-- SOURCE DOCUMENT follows --

Arnau’s commentaries come from his teaching in Montpellier, given that mediaeval courses consisted of reading and commenting on the work of an authority (lectio), based on which the professor asked and responded to questions (quaestiones). His commentaries show that he focused on the traditional texts in medical education (Hippocrates) but that he also introduced innovative texts. Indeed, from Galen he also began to comment on famous works in southern Europe, including theTegni and the commentary on Hippocrates’ Regimen acutorum morborum, both of which are lost today. But later his attention would be focused primarily on the essential works of the new Galenism, such as De ingenio sanitatis, De morbo et accidenti and De malicia complexionis diverse. Of all three, the only one we know for certain was conserved is the last one. We owe the conservation of some of his commentaries to the scribes, probably students, who transcribed and circulated them, since Arnau was reluctant to make them public.
- Repetitio super Vita brevis (“Lesson on ‘Short life'”, 1301): The first aphorism of Hippocrates which begins Ars longa, vita brevis (Art is long, life is short), tis just the point of departure for a personal disquisition defending the fact that medical experience must be proven with reason and the authority so that one can increase the knowledge received with the results of one’s own research. This text has all the features of being one in a series of lessons compiled, without a final revision, by an anonymous editor who called himselfego scriptor.
- Tabula super Vita brevis (“Table on ‘Short life'”), also on Hippocrates’ first aphorism, is a simple and very useful guide on diagnosing and caring for patients.

-- SOURCE DOCUMENT concluded --
-- DATASET CONTENT follows --

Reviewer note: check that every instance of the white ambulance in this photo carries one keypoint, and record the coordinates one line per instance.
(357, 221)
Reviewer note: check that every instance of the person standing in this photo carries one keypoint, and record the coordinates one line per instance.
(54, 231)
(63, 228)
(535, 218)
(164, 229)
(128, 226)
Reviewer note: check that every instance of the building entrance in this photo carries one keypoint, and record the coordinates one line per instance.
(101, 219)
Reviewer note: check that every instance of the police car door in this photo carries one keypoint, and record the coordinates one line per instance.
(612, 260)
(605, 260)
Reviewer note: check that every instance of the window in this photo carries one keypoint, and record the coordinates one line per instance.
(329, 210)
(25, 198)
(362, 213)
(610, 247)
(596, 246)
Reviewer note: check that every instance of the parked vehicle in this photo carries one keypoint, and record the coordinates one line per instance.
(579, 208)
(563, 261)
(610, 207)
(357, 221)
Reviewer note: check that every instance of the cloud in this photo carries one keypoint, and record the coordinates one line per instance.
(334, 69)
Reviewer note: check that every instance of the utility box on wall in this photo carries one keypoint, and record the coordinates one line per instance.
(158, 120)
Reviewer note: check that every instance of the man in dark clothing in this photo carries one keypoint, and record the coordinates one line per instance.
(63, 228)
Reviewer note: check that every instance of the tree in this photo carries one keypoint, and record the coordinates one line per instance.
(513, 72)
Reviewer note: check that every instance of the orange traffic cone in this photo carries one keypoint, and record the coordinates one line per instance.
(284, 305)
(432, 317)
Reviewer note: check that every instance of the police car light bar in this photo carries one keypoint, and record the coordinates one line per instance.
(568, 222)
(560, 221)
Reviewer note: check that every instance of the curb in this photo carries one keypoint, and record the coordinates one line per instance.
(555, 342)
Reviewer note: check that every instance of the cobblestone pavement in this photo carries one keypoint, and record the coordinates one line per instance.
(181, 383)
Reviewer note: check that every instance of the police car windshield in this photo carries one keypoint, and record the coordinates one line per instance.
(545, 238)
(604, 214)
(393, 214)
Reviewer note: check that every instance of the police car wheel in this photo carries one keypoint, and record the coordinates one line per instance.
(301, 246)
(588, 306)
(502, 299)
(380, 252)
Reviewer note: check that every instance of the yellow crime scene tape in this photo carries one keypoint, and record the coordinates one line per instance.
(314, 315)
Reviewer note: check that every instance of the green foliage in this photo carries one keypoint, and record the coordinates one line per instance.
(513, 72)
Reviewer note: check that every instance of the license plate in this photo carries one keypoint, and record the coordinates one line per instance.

-- DATASET CONTENT concluded --

Continue the text on Arnau's medical commentaries, picking up right after its last sentence.

EXPECTED OUTPUT:
- Expositio super isto amphorismo Ypocratis: in morbis minus… 8. The commentary on the 34th aphorism (from the second section) revisits what Galen did, “the first that eliminated the ambiguity and outlined the intention of Hippocrates’ words”.
- Commentum super tractatum Galieni “De malitia complexionis diversae” (entre 1292 i 1295), 9. Between 1292 and 1295, Arnau used the commentary on Galen’s treatise on the unbalanced pathological constitution to introduce to his studies the concept of pathological constitution, a core feature of Galenism. Based on this notion, he then goes on to expound on the curative method as a practical application for future physicians, exemplifying it with abscesses (inflammation) as a localised process and fevers as a general process.
- Commentum super De morbo et accidenti: There is evidence that he commented on this work by Galen on illnesses and symptoms in his early years as an instructor in Montpellier, and a copy of a commentary attributed to Arnau has been conserved. However, so far the analysis of the content has not yet confirmed that it is authentic or that it was not rewritten by another master from Montpellier.